Yapılacaklar >>
(A) Hürriyet ve Sevad-ı Azam yazısına göre Roma ve Sasani medeniyetlerinde hangi rejim hüküm sürüyordu?
(B) Hürriyet ve Sevad-ı Azam yazısını kaldığı yerden devam ettirin.
── Okunacak bölüm
Hürriyet ve Sevad-ı Azam Kavramı

Vehbi Kara Dr. ( YAZAR )

20-07-2023 15:09

Hürriyet ve Sevad-ı Azam Kavramı

Hürriyet ile yönetilen cumhuriyet rejimi, İslam’ın esasında mevcuttur. Bu nedenle “Demokrasi küfür rejimidir” veya “Demokrasi şirktir” diyen kişilere itibar etmemek gerekir. Bu insanlar sanki padişahlık veya otoriter yönetimler İslam’dan çıkmış gibi bir düşüncenin etkisi ile büyük bir hata içerisindedirler.
Roma ve Sasani (Pers) medeniyetinde imparatorluk ve krallık rejimi hüküm sürüyordu. Bu devletlerde yöneticiler, halkın istek ve arzularını ciddiye almaz kendi bildiklerini okurlardı. Zulüm ve zorbalık bunların övündüğü işlerden olup bu yöneticiler kibir ve enaniyetin zirvesine çıkmışlardır. Mısır’da Firavun saltanatı gibi Anadolu’da Nemrut ve diğer krallar da hep aynı yöntemi benimsemişti.
Fakat Arabistan’da bir Nur doğdu. Hazreti Muhammed Aleyhissalatü Vesselam dünyaya teşrif ettikten sonra dünya adalet ve medeniyetin güzelliklerini görmeye başladı. İslamiyet Doğu’da Çin’e kadar ve Batı’da Endülüs’e kadar yayılarak zulüm ve barbarlığı sona erdirdi.
Lakin Müslümanlar; zenginlik ve İslam ahlakından uzaklaştıkları için gerilemeye başladılar. Isırıcı saltanat yüzünden birçok güzel hasleti kaybettiler. Allah’a şükürler olsun ki; Müslüman ülkelerde bazı İslam alimleri çıktı ve zorba ve günahkâr yöneticilere İslam ahlakını yeniden anlatmaya başladılar.
────
── Verilen bilgiler
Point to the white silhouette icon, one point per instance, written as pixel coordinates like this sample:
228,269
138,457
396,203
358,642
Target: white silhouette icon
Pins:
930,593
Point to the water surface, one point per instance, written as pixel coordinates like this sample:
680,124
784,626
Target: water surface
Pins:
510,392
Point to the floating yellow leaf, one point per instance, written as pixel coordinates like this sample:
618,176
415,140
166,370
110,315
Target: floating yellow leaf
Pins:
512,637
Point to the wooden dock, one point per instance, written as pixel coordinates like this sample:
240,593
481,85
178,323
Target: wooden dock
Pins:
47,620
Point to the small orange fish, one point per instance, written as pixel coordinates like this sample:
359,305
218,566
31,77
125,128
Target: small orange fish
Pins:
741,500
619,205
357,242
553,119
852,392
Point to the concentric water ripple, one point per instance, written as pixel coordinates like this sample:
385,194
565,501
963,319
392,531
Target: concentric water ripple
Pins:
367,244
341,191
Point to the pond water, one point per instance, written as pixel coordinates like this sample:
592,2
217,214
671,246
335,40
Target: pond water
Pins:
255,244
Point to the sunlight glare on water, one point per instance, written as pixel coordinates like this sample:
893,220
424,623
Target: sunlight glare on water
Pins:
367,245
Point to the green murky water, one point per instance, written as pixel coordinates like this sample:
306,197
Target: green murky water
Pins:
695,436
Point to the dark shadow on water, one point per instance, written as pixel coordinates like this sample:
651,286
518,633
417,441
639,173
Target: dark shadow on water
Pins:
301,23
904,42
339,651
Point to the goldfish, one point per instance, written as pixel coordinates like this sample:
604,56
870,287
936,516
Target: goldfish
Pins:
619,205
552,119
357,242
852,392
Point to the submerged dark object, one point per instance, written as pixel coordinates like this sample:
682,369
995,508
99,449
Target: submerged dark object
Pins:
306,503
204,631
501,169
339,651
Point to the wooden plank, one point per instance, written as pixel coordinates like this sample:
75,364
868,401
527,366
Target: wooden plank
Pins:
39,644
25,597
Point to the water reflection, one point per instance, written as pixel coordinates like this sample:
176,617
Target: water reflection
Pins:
────
Sırayla cevaplar >>
(A) İmparatorluk ve krallık rejimi.

(B)
Tarihi ve özellikle de İslam tarihini bilmez isek Batı dünyasının “her türlü güzellik bizdendir” aldatmacasına kanabilirler. Çünkü Batı felsefesi ve anlayışının özünde kuvvete tapmak, savaş ve mücadele, menfaat, ırkçılık, his ve heveslere köle olmak gibi çok fena ahlaklar mevcuttur.
Buna mukabil İslam medeniyeti; kuvvete bedel hakkı esas tutar. Menfaat yerine yardımlaşmayı, ırkçılık ve savaş yerine uhuvvet ve kardeşliği, his ve heveslerin peşinde koşmak yerine Allah’a iman eden ve kul hakkından korkan insan olmayı hedef tutar. Bu nedenle Batı felsefesinin insanın ruhunu karartan bütün inançlarını yıkıp insana layık bir üstün medeniyet anlayışını ortaya koymuştur.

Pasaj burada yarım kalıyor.